WHAT TO PRODUCE:
Which lines of the entries contain the string "below"? Please find them and copy them.

(DATA SHOWN)

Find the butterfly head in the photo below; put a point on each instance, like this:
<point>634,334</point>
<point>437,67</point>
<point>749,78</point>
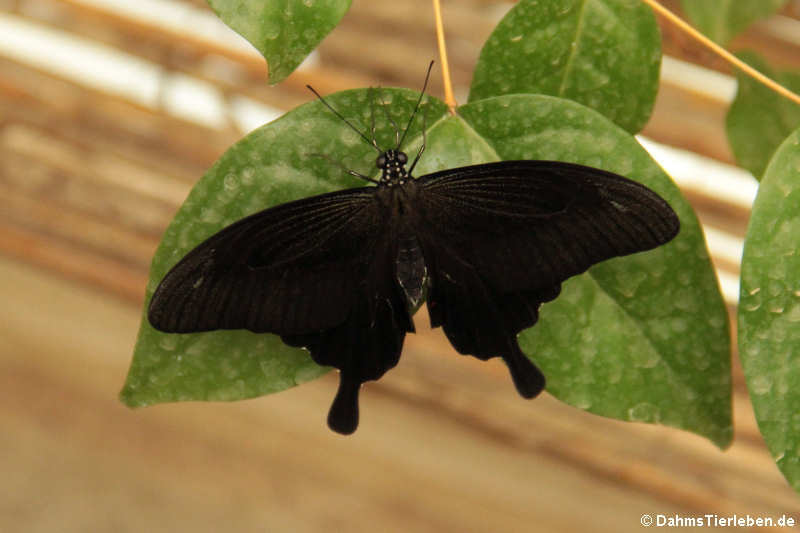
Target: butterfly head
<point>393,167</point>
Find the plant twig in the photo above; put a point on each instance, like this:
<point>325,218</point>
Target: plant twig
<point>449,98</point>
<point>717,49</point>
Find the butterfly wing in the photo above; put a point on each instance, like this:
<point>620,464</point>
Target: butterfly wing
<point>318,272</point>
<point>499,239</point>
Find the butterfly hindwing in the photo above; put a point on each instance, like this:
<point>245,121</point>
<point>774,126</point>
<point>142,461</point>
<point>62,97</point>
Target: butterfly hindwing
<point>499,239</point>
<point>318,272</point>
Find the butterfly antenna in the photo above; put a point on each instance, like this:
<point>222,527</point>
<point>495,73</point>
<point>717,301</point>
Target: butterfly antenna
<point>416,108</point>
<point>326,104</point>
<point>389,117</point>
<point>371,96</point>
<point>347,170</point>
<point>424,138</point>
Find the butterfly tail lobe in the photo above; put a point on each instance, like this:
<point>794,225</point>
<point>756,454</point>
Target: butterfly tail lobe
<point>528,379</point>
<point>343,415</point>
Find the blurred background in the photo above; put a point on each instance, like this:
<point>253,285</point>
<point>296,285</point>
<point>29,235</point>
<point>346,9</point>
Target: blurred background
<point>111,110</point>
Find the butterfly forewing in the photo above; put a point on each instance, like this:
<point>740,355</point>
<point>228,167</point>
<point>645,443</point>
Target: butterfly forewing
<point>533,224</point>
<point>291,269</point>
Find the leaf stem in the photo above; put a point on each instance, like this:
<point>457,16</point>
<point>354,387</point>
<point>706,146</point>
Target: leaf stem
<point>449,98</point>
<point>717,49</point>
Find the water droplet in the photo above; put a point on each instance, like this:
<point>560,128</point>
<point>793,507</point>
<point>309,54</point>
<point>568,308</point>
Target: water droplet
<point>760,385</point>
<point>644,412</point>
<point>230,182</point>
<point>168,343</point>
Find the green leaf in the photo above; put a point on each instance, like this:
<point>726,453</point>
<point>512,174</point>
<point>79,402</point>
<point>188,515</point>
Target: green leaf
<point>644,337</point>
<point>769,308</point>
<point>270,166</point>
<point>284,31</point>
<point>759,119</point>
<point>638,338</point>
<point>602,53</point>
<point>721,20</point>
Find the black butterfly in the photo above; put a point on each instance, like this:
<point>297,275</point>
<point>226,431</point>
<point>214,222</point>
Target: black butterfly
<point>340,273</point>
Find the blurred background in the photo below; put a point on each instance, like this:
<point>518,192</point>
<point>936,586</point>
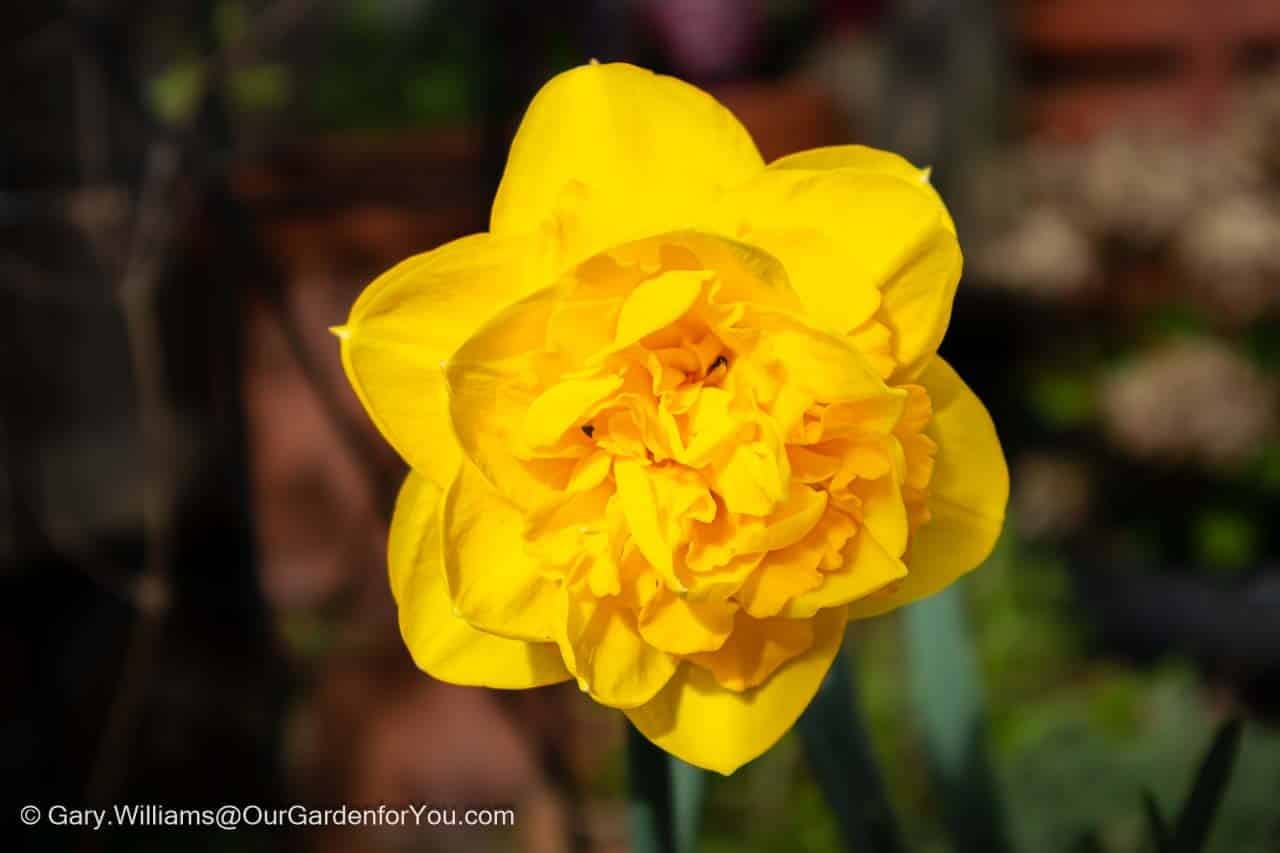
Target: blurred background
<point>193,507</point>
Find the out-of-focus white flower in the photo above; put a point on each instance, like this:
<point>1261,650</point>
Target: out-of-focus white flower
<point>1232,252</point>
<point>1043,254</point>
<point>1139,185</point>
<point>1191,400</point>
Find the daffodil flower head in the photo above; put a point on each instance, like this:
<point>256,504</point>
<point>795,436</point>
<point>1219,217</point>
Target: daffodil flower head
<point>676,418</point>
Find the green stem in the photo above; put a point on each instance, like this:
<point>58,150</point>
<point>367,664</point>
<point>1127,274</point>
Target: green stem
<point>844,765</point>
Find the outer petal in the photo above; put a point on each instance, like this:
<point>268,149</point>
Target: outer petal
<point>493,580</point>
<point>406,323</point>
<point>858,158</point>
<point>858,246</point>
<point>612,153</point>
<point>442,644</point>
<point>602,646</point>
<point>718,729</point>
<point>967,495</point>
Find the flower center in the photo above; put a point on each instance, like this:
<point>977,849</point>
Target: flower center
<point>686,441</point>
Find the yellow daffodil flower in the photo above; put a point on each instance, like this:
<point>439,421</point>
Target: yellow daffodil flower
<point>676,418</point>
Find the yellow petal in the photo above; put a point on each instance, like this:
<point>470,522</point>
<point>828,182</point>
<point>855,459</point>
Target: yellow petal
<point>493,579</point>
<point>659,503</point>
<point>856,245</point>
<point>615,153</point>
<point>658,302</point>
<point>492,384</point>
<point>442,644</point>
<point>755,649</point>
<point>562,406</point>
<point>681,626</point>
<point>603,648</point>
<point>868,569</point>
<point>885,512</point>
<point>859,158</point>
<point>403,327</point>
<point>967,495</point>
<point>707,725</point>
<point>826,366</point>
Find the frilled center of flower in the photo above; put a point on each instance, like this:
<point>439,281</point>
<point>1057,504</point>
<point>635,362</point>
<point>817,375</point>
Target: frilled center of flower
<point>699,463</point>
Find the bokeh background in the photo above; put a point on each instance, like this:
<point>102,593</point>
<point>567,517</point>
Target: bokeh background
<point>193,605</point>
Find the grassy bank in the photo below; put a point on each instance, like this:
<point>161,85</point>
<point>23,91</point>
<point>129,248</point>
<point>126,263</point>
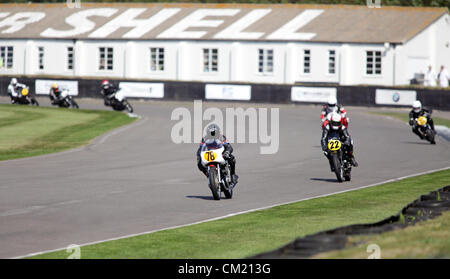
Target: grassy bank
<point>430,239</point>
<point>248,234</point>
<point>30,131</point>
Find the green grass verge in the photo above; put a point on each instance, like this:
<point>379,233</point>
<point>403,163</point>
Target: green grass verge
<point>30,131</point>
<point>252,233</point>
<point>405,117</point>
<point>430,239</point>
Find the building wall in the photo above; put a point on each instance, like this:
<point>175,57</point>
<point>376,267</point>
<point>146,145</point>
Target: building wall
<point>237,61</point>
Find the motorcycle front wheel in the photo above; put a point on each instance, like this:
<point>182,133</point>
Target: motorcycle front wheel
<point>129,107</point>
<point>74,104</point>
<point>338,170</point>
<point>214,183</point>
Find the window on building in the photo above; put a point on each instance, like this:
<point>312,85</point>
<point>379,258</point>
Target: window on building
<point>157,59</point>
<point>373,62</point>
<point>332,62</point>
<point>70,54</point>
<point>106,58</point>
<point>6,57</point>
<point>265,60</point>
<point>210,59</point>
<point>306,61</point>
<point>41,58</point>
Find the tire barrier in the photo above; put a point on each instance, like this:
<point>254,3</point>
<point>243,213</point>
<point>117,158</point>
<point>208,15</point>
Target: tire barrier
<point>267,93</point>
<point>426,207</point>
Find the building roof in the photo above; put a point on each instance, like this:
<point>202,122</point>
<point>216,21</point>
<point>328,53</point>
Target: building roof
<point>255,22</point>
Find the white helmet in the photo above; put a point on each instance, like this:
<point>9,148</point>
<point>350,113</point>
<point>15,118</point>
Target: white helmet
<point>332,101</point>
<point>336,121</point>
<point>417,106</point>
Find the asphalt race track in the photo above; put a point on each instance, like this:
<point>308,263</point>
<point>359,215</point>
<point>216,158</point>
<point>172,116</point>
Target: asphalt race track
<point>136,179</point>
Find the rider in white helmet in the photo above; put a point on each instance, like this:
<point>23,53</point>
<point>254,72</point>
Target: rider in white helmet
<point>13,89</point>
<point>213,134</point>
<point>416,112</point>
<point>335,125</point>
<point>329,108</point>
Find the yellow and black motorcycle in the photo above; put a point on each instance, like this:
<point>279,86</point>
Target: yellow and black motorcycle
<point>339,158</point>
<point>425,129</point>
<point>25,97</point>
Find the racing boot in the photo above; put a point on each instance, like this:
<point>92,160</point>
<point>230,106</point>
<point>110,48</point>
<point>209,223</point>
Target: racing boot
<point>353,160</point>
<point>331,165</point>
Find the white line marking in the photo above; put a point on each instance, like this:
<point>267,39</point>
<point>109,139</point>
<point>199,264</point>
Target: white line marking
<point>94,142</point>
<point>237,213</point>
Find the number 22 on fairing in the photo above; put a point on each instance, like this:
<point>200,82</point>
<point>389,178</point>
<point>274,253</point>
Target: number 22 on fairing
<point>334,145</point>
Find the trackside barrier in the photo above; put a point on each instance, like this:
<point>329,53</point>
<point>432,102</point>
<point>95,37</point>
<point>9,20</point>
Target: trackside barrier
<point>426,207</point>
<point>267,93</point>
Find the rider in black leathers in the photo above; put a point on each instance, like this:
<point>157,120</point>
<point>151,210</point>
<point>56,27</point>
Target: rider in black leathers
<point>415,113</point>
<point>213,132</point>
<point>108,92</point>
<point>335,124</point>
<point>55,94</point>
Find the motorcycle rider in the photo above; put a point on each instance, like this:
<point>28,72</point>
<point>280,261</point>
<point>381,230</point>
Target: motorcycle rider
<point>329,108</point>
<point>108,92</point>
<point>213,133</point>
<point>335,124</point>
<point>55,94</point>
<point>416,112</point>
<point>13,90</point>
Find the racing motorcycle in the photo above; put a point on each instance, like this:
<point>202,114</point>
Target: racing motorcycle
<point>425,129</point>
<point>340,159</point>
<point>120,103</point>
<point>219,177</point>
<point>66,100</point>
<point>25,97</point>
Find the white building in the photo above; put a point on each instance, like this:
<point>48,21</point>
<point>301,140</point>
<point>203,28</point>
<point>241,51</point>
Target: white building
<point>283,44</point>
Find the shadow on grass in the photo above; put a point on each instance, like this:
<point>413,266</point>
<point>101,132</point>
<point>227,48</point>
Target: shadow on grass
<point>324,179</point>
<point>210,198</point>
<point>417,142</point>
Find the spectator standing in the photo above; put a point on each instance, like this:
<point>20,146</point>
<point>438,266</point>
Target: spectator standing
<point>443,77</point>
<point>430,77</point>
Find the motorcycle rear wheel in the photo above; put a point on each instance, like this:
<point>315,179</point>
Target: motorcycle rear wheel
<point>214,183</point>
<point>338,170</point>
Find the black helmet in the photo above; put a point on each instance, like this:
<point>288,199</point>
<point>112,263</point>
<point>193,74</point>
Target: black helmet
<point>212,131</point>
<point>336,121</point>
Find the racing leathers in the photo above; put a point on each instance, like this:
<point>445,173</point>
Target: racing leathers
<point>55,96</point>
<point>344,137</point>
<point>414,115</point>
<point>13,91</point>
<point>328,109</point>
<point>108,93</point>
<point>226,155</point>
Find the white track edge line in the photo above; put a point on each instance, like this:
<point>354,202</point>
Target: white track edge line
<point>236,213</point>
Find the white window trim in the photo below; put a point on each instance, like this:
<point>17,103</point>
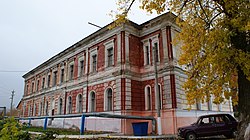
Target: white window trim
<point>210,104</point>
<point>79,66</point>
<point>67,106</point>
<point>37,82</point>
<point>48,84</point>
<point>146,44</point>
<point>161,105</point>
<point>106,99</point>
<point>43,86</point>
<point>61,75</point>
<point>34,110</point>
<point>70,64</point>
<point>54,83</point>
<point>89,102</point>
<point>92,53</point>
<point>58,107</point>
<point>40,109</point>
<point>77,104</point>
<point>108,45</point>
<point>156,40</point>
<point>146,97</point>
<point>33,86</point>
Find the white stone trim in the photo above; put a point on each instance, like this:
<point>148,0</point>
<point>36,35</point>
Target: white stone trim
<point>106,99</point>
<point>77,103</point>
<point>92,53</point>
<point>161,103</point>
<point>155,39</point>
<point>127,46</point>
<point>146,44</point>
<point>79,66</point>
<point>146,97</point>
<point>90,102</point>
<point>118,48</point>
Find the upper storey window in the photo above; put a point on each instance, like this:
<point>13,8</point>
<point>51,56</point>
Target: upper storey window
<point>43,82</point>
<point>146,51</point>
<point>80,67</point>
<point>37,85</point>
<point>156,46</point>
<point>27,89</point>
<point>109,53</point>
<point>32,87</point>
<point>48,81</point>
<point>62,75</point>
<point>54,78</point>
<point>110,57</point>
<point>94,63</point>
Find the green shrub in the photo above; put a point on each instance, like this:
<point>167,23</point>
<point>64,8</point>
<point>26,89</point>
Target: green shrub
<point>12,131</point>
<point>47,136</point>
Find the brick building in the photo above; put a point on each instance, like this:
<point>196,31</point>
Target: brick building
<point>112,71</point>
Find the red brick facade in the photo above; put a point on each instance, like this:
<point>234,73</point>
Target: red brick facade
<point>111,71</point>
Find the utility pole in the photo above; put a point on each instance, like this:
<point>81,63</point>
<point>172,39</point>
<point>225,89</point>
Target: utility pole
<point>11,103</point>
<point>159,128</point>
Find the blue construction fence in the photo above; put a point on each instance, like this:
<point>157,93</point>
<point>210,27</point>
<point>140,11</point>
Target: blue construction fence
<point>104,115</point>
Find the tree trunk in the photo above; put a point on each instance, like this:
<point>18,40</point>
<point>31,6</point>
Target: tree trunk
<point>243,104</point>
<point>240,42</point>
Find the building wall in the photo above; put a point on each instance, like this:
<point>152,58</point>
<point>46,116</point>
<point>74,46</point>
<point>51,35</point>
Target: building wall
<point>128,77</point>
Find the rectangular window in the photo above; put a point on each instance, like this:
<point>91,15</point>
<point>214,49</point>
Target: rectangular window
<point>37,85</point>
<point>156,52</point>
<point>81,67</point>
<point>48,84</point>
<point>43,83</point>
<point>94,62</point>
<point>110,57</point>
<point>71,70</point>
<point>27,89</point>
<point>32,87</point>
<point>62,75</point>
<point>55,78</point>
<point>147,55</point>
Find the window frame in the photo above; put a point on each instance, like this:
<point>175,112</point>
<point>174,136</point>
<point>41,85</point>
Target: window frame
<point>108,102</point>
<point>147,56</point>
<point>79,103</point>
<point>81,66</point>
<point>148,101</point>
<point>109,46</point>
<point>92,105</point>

(End DATA SHOWN)

ANSWER FOR THE TASK:
Find the butterfly head in the photo below; put a point on each instance, like this:
Find the blurred background in the photo below; put a point on each instance, like this:
Find the grassy bank in the photo below; put a point on each instance, like this:
Find the white window trim in the photo below; put a point on each instance, like this:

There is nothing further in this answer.